## Excerpts of location labeling data
##############################

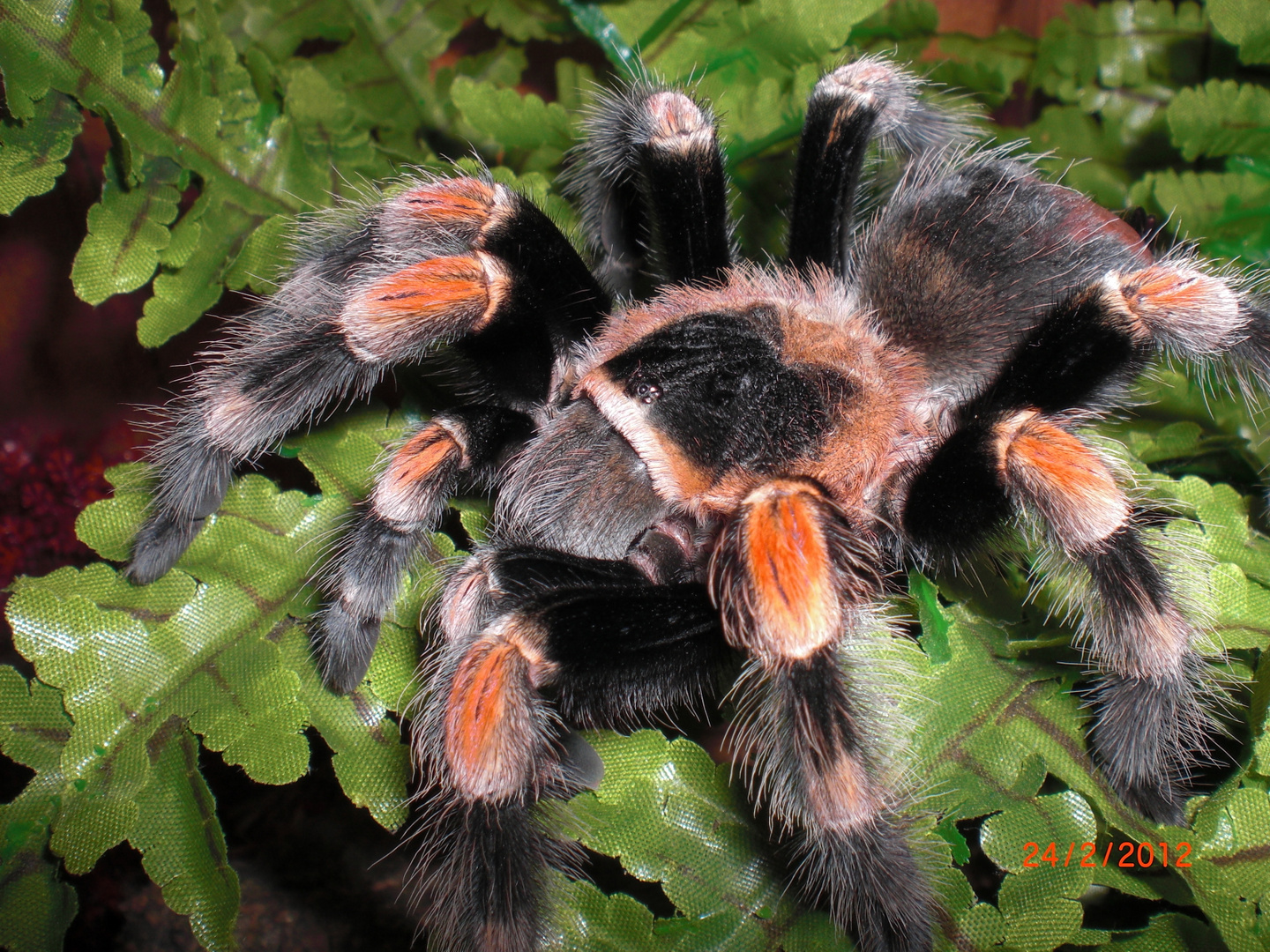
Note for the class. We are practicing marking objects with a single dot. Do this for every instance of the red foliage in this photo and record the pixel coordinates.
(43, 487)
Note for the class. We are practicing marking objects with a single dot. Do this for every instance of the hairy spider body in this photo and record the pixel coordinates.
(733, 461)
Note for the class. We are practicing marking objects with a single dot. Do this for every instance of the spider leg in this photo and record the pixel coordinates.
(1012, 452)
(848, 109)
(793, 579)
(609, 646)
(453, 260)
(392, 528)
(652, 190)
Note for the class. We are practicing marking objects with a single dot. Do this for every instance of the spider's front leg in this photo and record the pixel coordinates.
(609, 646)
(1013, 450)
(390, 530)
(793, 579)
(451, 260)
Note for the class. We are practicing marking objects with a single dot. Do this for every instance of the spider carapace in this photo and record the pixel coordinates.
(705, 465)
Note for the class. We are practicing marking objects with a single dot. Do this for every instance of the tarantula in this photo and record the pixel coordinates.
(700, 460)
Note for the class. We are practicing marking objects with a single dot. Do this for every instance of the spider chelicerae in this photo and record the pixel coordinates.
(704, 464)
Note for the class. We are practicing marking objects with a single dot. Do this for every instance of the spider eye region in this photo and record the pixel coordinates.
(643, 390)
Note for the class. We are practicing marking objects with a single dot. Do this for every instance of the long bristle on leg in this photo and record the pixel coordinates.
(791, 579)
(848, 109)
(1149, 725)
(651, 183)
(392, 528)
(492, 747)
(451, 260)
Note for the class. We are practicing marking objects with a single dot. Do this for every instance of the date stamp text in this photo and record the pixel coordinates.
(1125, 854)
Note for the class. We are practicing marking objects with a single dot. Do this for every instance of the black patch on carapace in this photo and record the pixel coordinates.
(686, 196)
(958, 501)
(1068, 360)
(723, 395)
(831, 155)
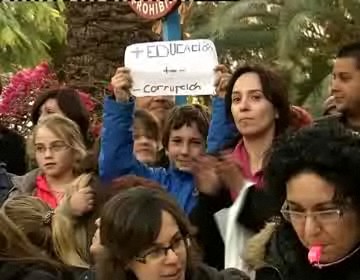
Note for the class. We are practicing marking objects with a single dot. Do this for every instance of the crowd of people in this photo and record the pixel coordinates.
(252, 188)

##############################

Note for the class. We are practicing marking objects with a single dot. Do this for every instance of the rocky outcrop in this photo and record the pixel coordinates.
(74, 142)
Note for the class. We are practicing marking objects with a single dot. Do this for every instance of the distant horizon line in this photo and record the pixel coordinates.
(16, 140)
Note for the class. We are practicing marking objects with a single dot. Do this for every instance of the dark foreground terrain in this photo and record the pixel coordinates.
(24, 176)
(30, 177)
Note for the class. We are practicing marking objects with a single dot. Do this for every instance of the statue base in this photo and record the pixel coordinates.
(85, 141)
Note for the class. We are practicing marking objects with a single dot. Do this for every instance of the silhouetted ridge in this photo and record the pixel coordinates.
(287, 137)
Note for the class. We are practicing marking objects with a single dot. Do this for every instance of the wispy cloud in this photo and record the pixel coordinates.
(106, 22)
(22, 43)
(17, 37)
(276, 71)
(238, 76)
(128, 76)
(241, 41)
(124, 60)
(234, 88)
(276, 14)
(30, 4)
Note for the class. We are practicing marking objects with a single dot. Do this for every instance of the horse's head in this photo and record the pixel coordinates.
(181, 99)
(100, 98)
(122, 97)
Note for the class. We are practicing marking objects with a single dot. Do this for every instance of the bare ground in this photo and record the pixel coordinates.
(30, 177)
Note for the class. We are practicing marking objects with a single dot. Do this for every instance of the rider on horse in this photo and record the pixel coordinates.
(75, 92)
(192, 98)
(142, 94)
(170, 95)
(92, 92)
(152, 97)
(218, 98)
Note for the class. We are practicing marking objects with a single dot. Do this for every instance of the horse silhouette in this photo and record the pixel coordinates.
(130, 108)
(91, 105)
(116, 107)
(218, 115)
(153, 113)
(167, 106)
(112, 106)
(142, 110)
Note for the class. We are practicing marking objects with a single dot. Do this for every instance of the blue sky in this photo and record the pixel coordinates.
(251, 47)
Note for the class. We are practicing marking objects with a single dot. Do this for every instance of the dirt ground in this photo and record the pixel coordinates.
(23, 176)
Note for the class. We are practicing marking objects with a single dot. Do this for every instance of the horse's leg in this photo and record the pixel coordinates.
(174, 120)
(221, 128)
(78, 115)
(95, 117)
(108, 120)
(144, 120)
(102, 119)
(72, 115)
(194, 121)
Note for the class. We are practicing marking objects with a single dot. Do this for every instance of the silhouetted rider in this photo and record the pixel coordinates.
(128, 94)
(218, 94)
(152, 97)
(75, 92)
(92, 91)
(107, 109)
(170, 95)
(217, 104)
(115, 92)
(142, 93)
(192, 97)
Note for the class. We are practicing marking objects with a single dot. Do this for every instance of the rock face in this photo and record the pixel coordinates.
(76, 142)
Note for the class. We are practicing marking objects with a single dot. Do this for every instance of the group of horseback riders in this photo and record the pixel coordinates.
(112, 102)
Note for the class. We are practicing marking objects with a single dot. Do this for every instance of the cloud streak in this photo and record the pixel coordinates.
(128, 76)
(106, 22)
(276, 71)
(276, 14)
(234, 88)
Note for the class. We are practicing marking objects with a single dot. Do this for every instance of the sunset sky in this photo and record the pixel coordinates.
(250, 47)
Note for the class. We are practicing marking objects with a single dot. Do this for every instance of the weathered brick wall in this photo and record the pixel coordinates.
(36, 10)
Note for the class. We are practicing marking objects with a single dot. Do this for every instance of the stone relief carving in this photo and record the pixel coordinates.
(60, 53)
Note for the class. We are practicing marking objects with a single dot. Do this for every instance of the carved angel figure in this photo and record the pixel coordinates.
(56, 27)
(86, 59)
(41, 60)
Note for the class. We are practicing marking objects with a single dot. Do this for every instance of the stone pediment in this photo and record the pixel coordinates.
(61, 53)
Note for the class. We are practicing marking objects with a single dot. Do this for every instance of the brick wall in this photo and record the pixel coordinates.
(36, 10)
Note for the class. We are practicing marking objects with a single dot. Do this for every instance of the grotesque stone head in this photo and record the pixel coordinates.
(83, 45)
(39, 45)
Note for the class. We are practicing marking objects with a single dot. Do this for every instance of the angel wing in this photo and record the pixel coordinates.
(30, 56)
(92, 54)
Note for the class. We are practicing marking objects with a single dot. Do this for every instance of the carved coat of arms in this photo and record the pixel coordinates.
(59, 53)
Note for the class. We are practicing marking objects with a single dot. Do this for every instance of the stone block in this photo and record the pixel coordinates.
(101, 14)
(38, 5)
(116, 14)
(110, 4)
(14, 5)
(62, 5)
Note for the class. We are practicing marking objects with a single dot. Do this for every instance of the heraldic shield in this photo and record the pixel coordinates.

##############################

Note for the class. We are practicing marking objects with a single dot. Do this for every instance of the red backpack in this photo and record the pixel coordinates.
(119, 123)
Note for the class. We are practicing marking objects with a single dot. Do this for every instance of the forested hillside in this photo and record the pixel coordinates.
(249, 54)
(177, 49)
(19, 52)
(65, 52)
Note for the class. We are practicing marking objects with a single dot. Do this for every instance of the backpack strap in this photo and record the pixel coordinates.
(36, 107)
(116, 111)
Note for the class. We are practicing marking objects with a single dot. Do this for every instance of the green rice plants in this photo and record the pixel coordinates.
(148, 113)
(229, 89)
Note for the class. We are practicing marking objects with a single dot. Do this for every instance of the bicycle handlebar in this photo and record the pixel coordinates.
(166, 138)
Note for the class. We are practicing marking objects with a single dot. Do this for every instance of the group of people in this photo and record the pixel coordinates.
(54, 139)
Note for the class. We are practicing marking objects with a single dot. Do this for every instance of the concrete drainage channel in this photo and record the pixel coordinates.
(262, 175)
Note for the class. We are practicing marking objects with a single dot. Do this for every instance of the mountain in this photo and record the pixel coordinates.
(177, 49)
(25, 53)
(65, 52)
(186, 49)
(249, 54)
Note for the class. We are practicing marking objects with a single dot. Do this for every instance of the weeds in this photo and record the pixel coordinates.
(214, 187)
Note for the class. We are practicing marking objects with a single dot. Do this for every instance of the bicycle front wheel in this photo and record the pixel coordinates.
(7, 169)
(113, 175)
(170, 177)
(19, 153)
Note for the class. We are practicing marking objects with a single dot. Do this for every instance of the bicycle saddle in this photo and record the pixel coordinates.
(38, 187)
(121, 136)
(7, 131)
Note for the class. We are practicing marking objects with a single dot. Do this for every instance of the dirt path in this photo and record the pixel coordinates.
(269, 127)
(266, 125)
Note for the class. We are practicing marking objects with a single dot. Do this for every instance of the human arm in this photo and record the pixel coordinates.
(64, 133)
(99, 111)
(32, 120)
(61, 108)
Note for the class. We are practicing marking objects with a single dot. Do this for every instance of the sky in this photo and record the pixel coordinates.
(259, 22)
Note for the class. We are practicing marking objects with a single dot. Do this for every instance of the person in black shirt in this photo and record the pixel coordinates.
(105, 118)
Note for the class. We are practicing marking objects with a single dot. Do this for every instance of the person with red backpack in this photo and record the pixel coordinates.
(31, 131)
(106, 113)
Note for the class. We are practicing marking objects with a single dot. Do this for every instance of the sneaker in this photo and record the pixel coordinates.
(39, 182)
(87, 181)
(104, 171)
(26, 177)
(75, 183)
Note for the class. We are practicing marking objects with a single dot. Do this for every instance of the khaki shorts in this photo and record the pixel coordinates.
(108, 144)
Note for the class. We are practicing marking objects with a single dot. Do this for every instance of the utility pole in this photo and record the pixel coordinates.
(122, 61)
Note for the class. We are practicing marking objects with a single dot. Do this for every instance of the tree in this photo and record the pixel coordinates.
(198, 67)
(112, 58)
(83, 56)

##############################

## Task to carry out
Extract every line of the listing above that contains the string "person", with case counting, and copy each one in full.

## Written response
Note for the class. We are practicing marking objects with a single dot. Do this for every instance of the person in black shirt in this photo and record the pixel coordinates.
Note for the class. We are practicing marking objects with a single dot. Do this for every instance of the person with red backpack in this photo and record the pixel coordinates.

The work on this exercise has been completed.